■ TAREFA A REALIZAR
Segundo o texto sobre a água doce, quanto diminuiu a quantidade média de água doce armazenada entre 2015 e 2023 em relação à média de 2002 a 2014? Responda, por favor, em uma frase.

■ FONTE

::::::::

Agora, uma descoberta realizada por cientistas da NASA e do Centro Aeroespacial Alemão, com base em medições feitas por satélites, revela que a crise da água doce é muito mais profunda e global do que se imaginava.
O relatório foi publicado na revista especializada Surveys in Geophysics e pode indicar que os continentes da Terra entraram em uma fase de seca persistente.
Segundo um estudo recente, a quantidade total de água doce na Terra diminuiu abruptamente desde 2014, e esse fenômeno pode ser indicativo de uma nova fase de seca persistente, que poderia ameaçar tanto os ecossistemas quanto as sociedades humanas.
Os recursos hídricos são fundamentais para a vida na Terra. Desde o consumo humano até as atividades agrícolas, a água doce é a base de muitas das nossas atividades cotidianas.
No entanto, apesar de sua aparente abundância no planeta, a água doce disponível é limitada, já que apenas 3% da água da Terra é doce, e uma parte dela está congelada nos polos. Essa água é a que abastece as populações humanas e animais, alimenta os cultivos e sustenta os ecossistemas de rios, lagos e aquíferos subterrâneos. Sua disponibilidade é, portanto, um bem precioso e escasso.
No último estudo realizado pela NASA e outros centros de pesquisa, foi analisada a diminuição da água doce desde 2014, por meio de dados fornecidos pelos satélites GRACE (Gravity Recovery and Climate Experiment) e seus sucessores GRACE-FO. Esses satélites permitem medir as mudanças na massa de água sobre e abaixo da superfície terrestre, fornecendo informações precisas sobre a quantidade de água armazenada nos ecossistemas globais.
O que os cientistas descobriram é alarmante: de 2015 a 2023, a quantidade média de água doce armazenada diminuiu em 1.200 quilômetros cúbicos em relação à média observada entre 2002 e 2014.

::::::::

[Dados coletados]
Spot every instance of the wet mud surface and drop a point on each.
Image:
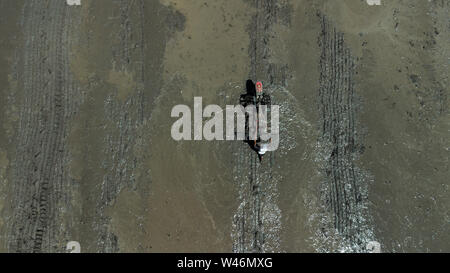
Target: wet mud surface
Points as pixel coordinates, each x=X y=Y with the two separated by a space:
x=85 y=147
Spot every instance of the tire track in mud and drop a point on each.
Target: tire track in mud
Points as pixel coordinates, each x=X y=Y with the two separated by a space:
x=127 y=115
x=257 y=222
x=344 y=191
x=50 y=98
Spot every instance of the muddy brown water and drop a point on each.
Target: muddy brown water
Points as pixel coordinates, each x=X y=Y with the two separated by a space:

::::::::

■ RESULTADO FINAL
Diminuiu em 1.200 quilômetros cúbicos.